*** Data to process ***

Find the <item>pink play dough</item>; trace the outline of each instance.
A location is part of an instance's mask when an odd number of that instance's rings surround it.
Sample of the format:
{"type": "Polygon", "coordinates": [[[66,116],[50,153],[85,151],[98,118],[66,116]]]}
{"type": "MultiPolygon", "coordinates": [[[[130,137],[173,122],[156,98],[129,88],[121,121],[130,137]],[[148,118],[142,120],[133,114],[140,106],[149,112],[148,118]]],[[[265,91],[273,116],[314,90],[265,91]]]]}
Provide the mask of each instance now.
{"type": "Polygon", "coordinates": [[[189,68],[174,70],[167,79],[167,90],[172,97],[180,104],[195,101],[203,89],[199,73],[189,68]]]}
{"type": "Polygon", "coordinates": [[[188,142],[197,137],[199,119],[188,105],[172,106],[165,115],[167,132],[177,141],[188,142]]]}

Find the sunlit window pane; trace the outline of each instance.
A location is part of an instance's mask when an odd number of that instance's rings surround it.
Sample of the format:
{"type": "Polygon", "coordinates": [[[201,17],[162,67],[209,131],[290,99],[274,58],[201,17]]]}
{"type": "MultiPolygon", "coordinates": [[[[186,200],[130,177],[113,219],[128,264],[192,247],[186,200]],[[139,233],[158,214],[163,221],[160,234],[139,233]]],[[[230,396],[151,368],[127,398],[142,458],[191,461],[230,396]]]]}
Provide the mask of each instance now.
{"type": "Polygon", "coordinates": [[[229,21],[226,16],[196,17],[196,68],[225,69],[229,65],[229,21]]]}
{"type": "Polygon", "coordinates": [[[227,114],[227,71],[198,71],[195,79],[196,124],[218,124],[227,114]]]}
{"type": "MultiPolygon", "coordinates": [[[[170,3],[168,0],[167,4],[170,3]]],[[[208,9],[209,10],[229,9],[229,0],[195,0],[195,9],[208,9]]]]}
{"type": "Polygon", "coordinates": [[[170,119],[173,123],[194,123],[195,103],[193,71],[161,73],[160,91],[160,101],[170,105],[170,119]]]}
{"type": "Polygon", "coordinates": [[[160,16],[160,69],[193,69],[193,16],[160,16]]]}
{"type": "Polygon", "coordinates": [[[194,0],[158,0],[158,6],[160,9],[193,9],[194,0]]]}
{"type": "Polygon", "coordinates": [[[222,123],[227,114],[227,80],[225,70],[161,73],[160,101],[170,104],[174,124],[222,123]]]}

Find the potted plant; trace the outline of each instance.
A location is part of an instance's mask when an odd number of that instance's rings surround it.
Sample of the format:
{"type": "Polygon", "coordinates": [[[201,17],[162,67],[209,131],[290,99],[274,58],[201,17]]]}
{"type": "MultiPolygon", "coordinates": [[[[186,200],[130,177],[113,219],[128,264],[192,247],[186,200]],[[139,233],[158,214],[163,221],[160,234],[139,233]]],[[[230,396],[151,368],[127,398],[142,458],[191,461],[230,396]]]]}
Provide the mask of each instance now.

***

> _Stated exercise_
Revise the records above, changing each "trace the outline" to "draw the boundary" and leaving everything else as it is.

> _Expected answer_
Find the <item>pink play dough</item>; draw the boundary of each instance.
A location is part of an instance's mask when an odd number of that instance's rings surround it.
Sample of the format:
{"type": "Polygon", "coordinates": [[[66,116],[50,153],[85,151],[98,118],[66,116]]]}
{"type": "MultiPolygon", "coordinates": [[[[130,137],[173,122],[156,98],[129,88],[121,121],[130,137]],[[148,118],[142,120],[133,114],[140,106],[149,112],[148,118]]],[[[265,91],[273,116],[314,90],[265,91]]]]}
Provide the mask of each instance now.
{"type": "Polygon", "coordinates": [[[189,68],[174,70],[167,79],[167,90],[172,97],[180,104],[195,101],[203,89],[199,73],[189,68]]]}
{"type": "Polygon", "coordinates": [[[188,142],[197,137],[199,119],[188,105],[172,106],[165,115],[167,132],[177,141],[188,142]]]}

Find the sunlit window pane; draw the boundary of each instance.
A location is part of an instance's mask when an odd number of that instance's rings surround it.
Sample of the format:
{"type": "Polygon", "coordinates": [[[201,17],[162,67],[209,131],[290,99],[274,58],[201,17]]]}
{"type": "MultiPolygon", "coordinates": [[[[186,200],[130,177],[113,219],[128,264],[192,247],[186,200]],[[139,233],[158,214],[163,221],[160,234],[139,233]]],[[[230,396],[151,368],[127,398],[142,458],[191,461],[230,396]]]]}
Provide the mask of each instance now.
{"type": "Polygon", "coordinates": [[[229,21],[226,16],[196,17],[196,68],[225,69],[229,65],[229,21]]]}
{"type": "Polygon", "coordinates": [[[227,114],[227,71],[198,71],[195,79],[196,124],[218,124],[227,114]]]}
{"type": "MultiPolygon", "coordinates": [[[[170,3],[168,0],[167,4],[170,3]]],[[[208,9],[209,10],[229,9],[229,0],[195,0],[195,9],[208,9]]]]}
{"type": "Polygon", "coordinates": [[[170,119],[173,123],[194,123],[195,103],[193,71],[161,73],[160,91],[160,101],[170,105],[170,119]]]}
{"type": "Polygon", "coordinates": [[[160,16],[160,69],[193,69],[193,16],[160,16]]]}
{"type": "Polygon", "coordinates": [[[194,0],[158,0],[158,6],[160,9],[193,9],[194,0]]]}
{"type": "Polygon", "coordinates": [[[222,123],[227,114],[227,80],[225,70],[161,73],[160,101],[170,104],[174,124],[222,123]]]}

Find the potted plant; draw the boundary of each instance.
A location is part of an instance's mask when an odd number of that instance's rings surround it.
Sample of the format:
{"type": "Polygon", "coordinates": [[[201,17],[162,67],[209,131],[290,99],[274,58],[201,17]]]}
{"type": "MultiPolygon", "coordinates": [[[[186,200],[130,177],[113,219],[128,264],[192,247],[186,200]],[[139,233],[158,214],[163,221],[160,234],[139,233]]],[[[230,396],[151,368],[127,398],[142,458],[191,461],[230,396]]]]}
Provide the mask of each instance now.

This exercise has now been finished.